### WHAT IS REQUIRED
Convert all the rows below into a two-column CSV with the header instruction,response. Give one line per row, with its text in one quoted field and its answer in the other, and replace any line breaks inside a field with spaces.

%%

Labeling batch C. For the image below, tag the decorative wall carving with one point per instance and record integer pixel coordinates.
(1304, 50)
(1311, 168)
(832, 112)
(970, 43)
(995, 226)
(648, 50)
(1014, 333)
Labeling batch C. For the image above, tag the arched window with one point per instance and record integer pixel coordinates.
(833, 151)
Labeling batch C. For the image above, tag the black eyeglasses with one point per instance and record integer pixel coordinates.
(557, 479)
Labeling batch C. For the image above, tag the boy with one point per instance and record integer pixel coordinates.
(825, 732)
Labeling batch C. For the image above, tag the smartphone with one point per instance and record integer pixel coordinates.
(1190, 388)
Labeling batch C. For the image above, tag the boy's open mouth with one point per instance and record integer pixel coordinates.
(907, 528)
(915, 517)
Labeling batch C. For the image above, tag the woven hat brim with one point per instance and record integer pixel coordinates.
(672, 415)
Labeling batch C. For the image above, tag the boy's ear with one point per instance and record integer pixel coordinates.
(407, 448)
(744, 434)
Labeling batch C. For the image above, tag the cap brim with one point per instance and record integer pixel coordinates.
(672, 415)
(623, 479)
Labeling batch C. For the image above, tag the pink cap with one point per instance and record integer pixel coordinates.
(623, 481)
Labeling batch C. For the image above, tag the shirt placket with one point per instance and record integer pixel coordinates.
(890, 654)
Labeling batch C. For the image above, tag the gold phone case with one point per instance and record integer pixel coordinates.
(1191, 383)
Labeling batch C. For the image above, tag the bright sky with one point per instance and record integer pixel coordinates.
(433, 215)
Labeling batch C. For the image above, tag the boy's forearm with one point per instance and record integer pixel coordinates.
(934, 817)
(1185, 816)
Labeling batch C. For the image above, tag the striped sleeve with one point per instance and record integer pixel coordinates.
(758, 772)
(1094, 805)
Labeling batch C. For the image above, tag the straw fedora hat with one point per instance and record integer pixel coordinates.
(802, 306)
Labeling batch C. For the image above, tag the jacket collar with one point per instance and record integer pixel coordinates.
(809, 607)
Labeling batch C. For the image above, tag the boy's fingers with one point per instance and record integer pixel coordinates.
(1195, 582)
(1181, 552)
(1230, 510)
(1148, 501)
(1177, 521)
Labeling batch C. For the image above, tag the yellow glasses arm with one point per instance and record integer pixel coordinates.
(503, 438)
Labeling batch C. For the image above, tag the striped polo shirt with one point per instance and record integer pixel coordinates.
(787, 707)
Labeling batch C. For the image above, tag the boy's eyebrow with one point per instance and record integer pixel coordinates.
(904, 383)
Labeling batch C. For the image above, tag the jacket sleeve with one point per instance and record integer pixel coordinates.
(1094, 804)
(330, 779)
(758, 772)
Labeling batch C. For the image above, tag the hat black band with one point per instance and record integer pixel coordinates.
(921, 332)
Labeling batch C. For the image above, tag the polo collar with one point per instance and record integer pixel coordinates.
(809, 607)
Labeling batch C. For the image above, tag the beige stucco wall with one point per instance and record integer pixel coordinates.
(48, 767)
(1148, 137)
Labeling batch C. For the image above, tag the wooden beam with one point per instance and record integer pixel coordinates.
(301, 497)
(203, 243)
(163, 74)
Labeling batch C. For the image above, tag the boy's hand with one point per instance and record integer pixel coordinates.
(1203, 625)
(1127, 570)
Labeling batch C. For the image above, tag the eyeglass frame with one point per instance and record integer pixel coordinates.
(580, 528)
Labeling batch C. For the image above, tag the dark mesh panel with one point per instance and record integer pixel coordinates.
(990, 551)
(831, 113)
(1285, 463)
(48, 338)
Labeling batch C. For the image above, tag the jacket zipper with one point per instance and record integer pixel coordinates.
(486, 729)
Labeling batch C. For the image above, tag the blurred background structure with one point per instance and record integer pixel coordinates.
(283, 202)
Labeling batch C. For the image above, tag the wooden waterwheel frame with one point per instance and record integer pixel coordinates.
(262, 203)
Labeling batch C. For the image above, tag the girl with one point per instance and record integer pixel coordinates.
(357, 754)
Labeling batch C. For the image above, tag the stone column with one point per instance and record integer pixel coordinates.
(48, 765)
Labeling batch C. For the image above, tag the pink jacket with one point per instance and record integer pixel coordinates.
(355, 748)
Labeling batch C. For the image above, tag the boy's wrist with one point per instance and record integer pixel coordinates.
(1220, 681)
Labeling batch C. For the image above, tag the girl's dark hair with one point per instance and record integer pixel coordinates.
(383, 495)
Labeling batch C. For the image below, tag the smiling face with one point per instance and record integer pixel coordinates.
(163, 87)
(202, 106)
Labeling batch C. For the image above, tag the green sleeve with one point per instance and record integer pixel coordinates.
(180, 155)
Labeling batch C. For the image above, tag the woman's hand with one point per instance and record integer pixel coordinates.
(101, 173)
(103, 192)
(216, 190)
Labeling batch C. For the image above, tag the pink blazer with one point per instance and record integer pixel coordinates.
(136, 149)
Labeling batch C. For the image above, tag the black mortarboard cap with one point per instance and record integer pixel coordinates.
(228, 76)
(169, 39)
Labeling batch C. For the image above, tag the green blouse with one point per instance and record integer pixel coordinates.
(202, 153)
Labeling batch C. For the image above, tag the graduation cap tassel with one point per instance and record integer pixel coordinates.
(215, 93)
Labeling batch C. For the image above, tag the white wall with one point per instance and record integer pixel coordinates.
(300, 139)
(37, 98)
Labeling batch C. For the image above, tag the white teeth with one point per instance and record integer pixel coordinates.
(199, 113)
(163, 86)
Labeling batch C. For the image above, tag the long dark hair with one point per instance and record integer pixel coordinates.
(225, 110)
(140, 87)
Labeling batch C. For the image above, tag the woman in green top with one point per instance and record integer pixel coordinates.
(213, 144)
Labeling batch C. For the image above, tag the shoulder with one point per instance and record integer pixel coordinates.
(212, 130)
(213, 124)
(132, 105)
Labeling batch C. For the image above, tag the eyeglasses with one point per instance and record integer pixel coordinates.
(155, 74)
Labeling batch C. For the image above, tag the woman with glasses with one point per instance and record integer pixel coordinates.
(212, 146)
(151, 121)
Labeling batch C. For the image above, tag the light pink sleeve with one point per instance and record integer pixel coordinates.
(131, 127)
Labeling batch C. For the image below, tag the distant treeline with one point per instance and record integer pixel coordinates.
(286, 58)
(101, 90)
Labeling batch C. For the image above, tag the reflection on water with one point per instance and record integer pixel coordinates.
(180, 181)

%%

### RESPONSE TO THE TASK
instruction,response
"Labeling batch C. For the image below, tag the decorative wall carving with one point per instance and record integer pixel coordinates.","(1304, 50) (1311, 168) (832, 112) (970, 43) (995, 226) (648, 50) (1014, 333)"
"Labeling batch C. For the image above, tag the arched window with one point per instance and record integer pixel coordinates.","(833, 151)"
"Labeling batch C. For the image above, tag the black eyeglasses with one point per instance and record integer pixel coordinates.","(557, 479)"
"Labeling batch C. For the image above, tag the boy with one point per instance and record integer pixel coordinates.","(825, 732)"
"Labeling batch C. For the image above, tag the smartphone with one point per instance and record integer pixel coordinates.","(1190, 388)"
"Labeling batch C. For the image above, tag the boy's open mouth with one point per instance and record integer pixel coordinates.","(907, 528) (915, 517)"
"Labeling batch C. For the image above, tag the woven hat brim with one point per instance and record integer pixel coordinates.","(672, 415)"
"Labeling batch C. For the image above, tag the boy's ear with one point per instance and record integer pixel coordinates.","(407, 448) (744, 434)"
"Labeling batch C. For the image above, tag the cap brim with one point per instance and record integer pixel coordinates.","(672, 415) (623, 479)"
"Labeling batch C. For the image above, tag the pink cap with one point per instance and record integer pixel coordinates.","(623, 481)"
"Labeling batch C. For the image above, tag the shirt placket with one point per instance and record integer pixel coordinates.","(890, 654)"
"Labeling batch C. For the image above, tag the gold phone case with one point per instance and record integer pixel coordinates.","(1191, 383)"
"Labeling batch C. For the image above, tag the bright sky with one point per instance and record integer pixel coordinates.","(433, 215)"
"Labeling batch C. For the image above, tag the boy's forearm with one point per instance and record integer pixel coordinates.","(934, 817) (1185, 816)"
"Labeling batch C. For the image above, tag the striped sleeve with one point per instance and record integer pixel coordinates.","(758, 772) (1094, 805)"
"Labeling batch C. For the image above, tag the straw fedora hat with one point per instance and record integer pixel coordinates.","(802, 306)"
"Labeling batch C. For the image above, tag the jacket collar with one point per instance and record integer pixel coordinates.","(809, 607)"
"Labeling batch C. For the image above, tag the boy's fingers with one point per instance and record integer pixel coordinates.","(1195, 582) (1181, 552) (1230, 510) (1148, 501) (1177, 521)"
"Labeling batch C. For the image above, tag the yellow glasses arm with one point per instance and record integer pixel coordinates.","(503, 438)"
"Labeling batch C. For the image above, tag the striped polo shirt with one point per instance and record integer pixel coordinates.","(787, 707)"
"Labeling batch C. For the image above, tag the boy's eyebrow with one point per instance and record integer pixel coordinates.","(904, 383)"
"Labeling batch C. For the image above, tag the jacket sleeve with one point per instance and record integer pixel coordinates.","(1094, 804) (330, 779) (758, 772)"
"Labeling batch C. For the image above, tag the hat black band with one point per instance and record integer pixel coordinates.","(921, 332)"
"Labeling batch C. For the image above, tag the polo collar with one point per instance and record integer pixel coordinates.","(809, 607)"
"Labeling batch C. For the image above, tag the beige stucco wall with one point per instance and record integer pixel coordinates.","(48, 767) (1148, 137)"
"Labeling batch C. For the image above, tag the wooden beam with one point per instance and record integer pixel coordinates.","(301, 497) (203, 243) (163, 74)"
"Labeling batch C. For the image above, tag the boy's hand with one point per instance and record integer pixel coordinates.","(1203, 625) (1127, 570)"
"Labeling batch C. For the image above, tag the eyeglass frame with one point per instance and record integer pixel coordinates.","(580, 528)"
"Labeling batch C. For the image above, tag the dark mesh panel with one point per instance and record integer pixel coordinates.","(990, 551) (831, 113) (1285, 463) (48, 338)"
"Labeling batch C. For the image above, tag the jacket zipper with one point per instance and record integer pixel coordinates.","(486, 729)"
"Labeling batch C. For the image above, tag the blurred background structure with one point per instance and record integer pixel coordinates.","(283, 202)"
"Labeling batch C. For the image above, tag the wooden waterwheel frame with one point per instance and record integer pixel coordinates.","(262, 203)"
"Labeling batch C. For the image above, tag the girl with one point per instance and record integer pixel coordinates.","(357, 754)"
"Labeling batch C. For the image above, tag the stone column with one point per instance and record integer pixel coordinates.","(48, 765)"
"Labeling batch C. For the image above, tag the pink jacket with one point per instance and record integer pixel coordinates.","(355, 748)"
"Labeling batch C. For the image above, tag the boy's wrist with one point per instance and record integer pixel coordinates.","(1220, 681)"
"Labeling batch C. For the image above, tag the girl's dark hair with one point per instance and record integer pixel coordinates.","(383, 495)"
"Labeling batch C. For the image below, tag the smiling face with one point per instance and record integer pixel coordinates.","(163, 87) (202, 106)"
"Labeling batch C. For the image above, tag the green sleeve with one point per instance and record integer pixel coordinates.","(180, 155)"
"Labeling batch C. For the image above, tag the woman's hand with one point per instance and record integer pixel coordinates.","(101, 173) (103, 192) (216, 190)"
"Labeling batch C. For the image above, tag the pink blazer with one point per instance and record integer pixel coordinates.","(136, 149)"
"Labeling batch C. For the image above, tag the black mortarboard cap with one point per instance and record integer pixel coordinates.","(228, 76) (169, 39)"
"Labeling batch C. For the image above, tag the green blouse with one point per instance and record integer pixel coordinates.","(202, 153)"
"Labeling batch C. For the image above, tag the graduation cap tassel with one point per instance and record integer pixel coordinates.","(215, 93)"
"Labeling batch C. For the image above, tag the white wall with one point per instance and record integer pixel coordinates.","(300, 139) (37, 98)"
"Labeling batch C. For the image above, tag the white teeth with one point per instance and record integer pixel coordinates.","(199, 113) (163, 86)"
"Labeling batch C. For the image above, tag the long dark hair with one point per instance and record integer pixel coordinates.","(225, 110) (140, 87)"
"Labeling batch C. For the image above, tag the woman in green top with one point per instance and record integer pixel coordinates.","(213, 144)"
"Labeling batch C. For the image above, tag the shoulder with one point per instance and record integer pixel coordinates.","(212, 130) (213, 124) (132, 105)"
"Labeling batch C. For the image above, tag the eyeglasses with one point per instance and record integer pixel coordinates.","(155, 74)"
"Labeling batch C. For the image above, tag the woman with glasses with one point per instance and record integer pixel coordinates.","(212, 146) (151, 121)"
"Labeling batch C. For the image above, tag the light pink sleeve with one point per instance and record integer pixel coordinates.","(131, 127)"
"Labeling batch C. For the image below, tag the distant treeline with one point per instance and record integer pixel coordinates.","(286, 58) (101, 90)"
"Labeling batch C. For the image above, tag the reflection on water with one point per instance and record integer pixel coordinates.","(180, 181)"